**EXTRAIT CHOISI:**
####
DR - Image générée avec intelligence artificielle.

Une société australienne appelée Cortical Labs a commercialisé son "bio-ordinateur", une innovation qui fusionne la biotechnologie et l'informatique. Connectant neurones humains et puces de silicium, le dispositif se veut plus dynamique et plus évolutif que l’intelligence artificielle (IA), mais connaît plusieurs limites.

À la recherche de capacités toujours plus puissantes, la science se rapproche de plus en plus de... l'humain. En fait, notre cerveau, il était bien ! Et bientôt, on pourra peut-être en acheter un. Qu'on se le dise, ce sera tout de même plus simple que d'apprendre à s'en servir.

Une machine (sur)vivante

C’est ce que propose Cortical Labs, avec son "bio-ordinateur" dévoilé début mars lors du salon mondial de téléphonie mobile, à Barcelone. Fusion de la biologie humaine et de la technologie numérique, l'idée peut paraître futuriste, voire délirante, mais elle devient de plus en plus tangible - et pour la modique somme de 35 000 dollars.

Baptisé CL1, ce dispositif combine des neurones humains cultivés sur des puces en silicium. Ces dernières, traditionnellement utilisées dans l’électronique, servent désormais de "pont" entre la biologie et l’informatique : comme l'explique Usbek & Rica, "les neurones sont maintenus en vie dans une boîte qui les nourrit de nutriments et éloigne les microbes indésirables. Les puces de silicium, quant à elles, envoient des signaux électriques aux neurones par le biais de petites électrodes et captent leurs réponses en retour, à la manière d’un cerveau miniature."
####
**DONNÉES ÉTUDIÉES:**
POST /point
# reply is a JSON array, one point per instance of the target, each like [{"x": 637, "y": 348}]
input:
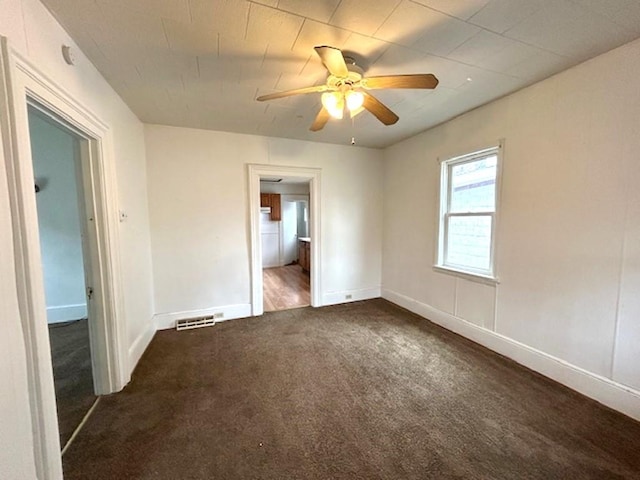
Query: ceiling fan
[{"x": 346, "y": 86}]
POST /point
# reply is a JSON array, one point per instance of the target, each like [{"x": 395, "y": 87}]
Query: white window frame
[{"x": 485, "y": 276}]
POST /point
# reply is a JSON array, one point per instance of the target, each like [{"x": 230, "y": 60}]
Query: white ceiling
[{"x": 202, "y": 63}]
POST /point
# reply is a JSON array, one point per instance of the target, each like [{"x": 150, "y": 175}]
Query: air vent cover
[{"x": 198, "y": 322}]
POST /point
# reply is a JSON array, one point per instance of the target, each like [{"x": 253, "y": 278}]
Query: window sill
[{"x": 474, "y": 277}]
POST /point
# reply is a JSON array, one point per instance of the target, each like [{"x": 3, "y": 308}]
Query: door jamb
[
  {"x": 20, "y": 80},
  {"x": 313, "y": 175}
]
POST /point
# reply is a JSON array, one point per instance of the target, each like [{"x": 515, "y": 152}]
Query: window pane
[
  {"x": 469, "y": 242},
  {"x": 473, "y": 185}
]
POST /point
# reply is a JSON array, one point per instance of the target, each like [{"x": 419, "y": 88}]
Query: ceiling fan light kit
[{"x": 346, "y": 86}]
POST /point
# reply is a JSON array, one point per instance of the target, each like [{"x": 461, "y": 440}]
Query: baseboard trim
[
  {"x": 604, "y": 390},
  {"x": 164, "y": 321},
  {"x": 65, "y": 313},
  {"x": 140, "y": 344},
  {"x": 334, "y": 298}
]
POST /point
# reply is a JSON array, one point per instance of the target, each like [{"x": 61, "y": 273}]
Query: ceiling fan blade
[
  {"x": 321, "y": 120},
  {"x": 288, "y": 93},
  {"x": 379, "y": 110},
  {"x": 420, "y": 80},
  {"x": 334, "y": 61}
]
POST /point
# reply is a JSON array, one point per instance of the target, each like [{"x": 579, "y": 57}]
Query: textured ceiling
[{"x": 202, "y": 63}]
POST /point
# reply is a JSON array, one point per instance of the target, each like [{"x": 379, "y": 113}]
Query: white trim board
[
  {"x": 66, "y": 313},
  {"x": 334, "y": 298},
  {"x": 140, "y": 344},
  {"x": 164, "y": 321},
  {"x": 612, "y": 394}
]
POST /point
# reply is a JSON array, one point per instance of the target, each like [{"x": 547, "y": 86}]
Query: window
[{"x": 468, "y": 201}]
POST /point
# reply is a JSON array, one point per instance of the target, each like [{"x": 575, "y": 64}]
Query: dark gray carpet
[
  {"x": 357, "y": 391},
  {"x": 71, "y": 356}
]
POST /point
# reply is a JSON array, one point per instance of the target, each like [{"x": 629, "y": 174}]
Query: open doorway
[
  {"x": 311, "y": 179},
  {"x": 286, "y": 242},
  {"x": 56, "y": 154}
]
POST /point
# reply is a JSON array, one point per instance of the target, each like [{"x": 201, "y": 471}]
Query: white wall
[
  {"x": 54, "y": 153},
  {"x": 34, "y": 33},
  {"x": 568, "y": 240},
  {"x": 198, "y": 200}
]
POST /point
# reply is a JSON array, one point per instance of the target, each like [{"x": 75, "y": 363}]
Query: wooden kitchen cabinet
[
  {"x": 272, "y": 200},
  {"x": 304, "y": 255},
  {"x": 276, "y": 210}
]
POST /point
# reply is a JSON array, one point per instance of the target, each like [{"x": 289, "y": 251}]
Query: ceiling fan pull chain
[{"x": 353, "y": 130}]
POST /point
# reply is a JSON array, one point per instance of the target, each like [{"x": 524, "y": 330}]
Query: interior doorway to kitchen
[
  {"x": 56, "y": 152},
  {"x": 286, "y": 242}
]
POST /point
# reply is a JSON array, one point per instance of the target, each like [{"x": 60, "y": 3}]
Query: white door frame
[
  {"x": 19, "y": 81},
  {"x": 313, "y": 176}
]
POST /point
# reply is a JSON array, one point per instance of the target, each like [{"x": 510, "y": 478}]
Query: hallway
[{"x": 285, "y": 287}]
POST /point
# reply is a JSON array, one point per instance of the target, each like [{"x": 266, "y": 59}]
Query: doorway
[
  {"x": 285, "y": 241},
  {"x": 311, "y": 178},
  {"x": 56, "y": 155}
]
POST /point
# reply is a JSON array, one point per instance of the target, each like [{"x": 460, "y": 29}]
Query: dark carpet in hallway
[
  {"x": 356, "y": 391},
  {"x": 71, "y": 357}
]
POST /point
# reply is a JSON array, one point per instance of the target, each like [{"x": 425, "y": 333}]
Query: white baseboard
[
  {"x": 612, "y": 394},
  {"x": 65, "y": 313},
  {"x": 140, "y": 345},
  {"x": 165, "y": 321},
  {"x": 333, "y": 298}
]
####
**TRAVAIL DEMANDÉ:**
[1] Restituez sans rien changer le passage de l'article sur le bio-ordinateur qui commence par les mots contenant « Une société australienne » et se termine par « à s'en servir. ».
[2] Poursuivez l'article sur le bio-ordinateur à partir de l'endroit où il s'interrompt.
Les lignes proviennent d'une autre source.

**CORRIGÉ DES EXERCICES:**
[1]
Une société australienne appelée Cortical Labs a commercialisé son "bio-ordinateur", une innovation qui fusionne la biotechnologie et l'informatique. Connectant neurones humains et puces de silicium, le dispositif se veut plus dynamique et plus évolutif que l’intelligence artificielle (IA), mais connaît plusieurs limites.

À la recherche de capacités toujours plus puissantes, la science se rapproche de plus en plus de... l'humain. En fait, notre cerveau, il était bien ! Et bientôt, on pourra peut-être en acheter un. Qu'on se le dise, ce sera tout de même plus simple que d'apprendre à s'en servir.

[2]
Ces ordinateurs biologiques ne se contentent pas d'imiter le fonctionnement du cerveau humain ; ils exploitent sa flexibilité, sa capacité d’adaptation et, paradoxalement, son économie d’énergie. In fine, l’objectif affiché par Cortical Labs est de redéfinir l’intelligence artificielle actuelle. Ce bio-ordinateur pourrait notamment servir dans des domaines comme la recherche biomédicale, en simulant plus précisément certaines pathologies. En cultivant des neurones prélevés chez des patients atteints de maladies neurodégénératives comme la démence ou l’épilepsie, les chercheurs pourraient tester des traitements adaptés spécifiquement à l’individu, et ainsi révolutionner la façon dont les médicaments sont testés et produits. Une avancée qui pourrait théoriquement réduire le recours aux tests sur les animaux et affiner notre compréhension des maladies. Mais, une fois l'enthousiasme passé, plusieurs limites sont posées.

Déjà obsolète

L’apparition des bio-ordinateurs soulève inévitablement la question de l’intelligence elle-même. Est-ce que l’IA, telle que nous la connaissions jusque-là, doit encore être définie par des circuits de silicium, ou l’avenir doit-il appartenir à des machines vivantes ? Ces dispositifs se distinguent par leur capacité à s’adapter et à apprendre avec moins de données. Selon le directeur scientifique de Cortical Labs, Brett Kagan, "nos systèmes neuronaux nécessitent un minimum d’énergie et de données d’entraînement pour maîtriser des tâches complexes". Une avancée qui semble surpasser les modèles classiques comme ChatGPT.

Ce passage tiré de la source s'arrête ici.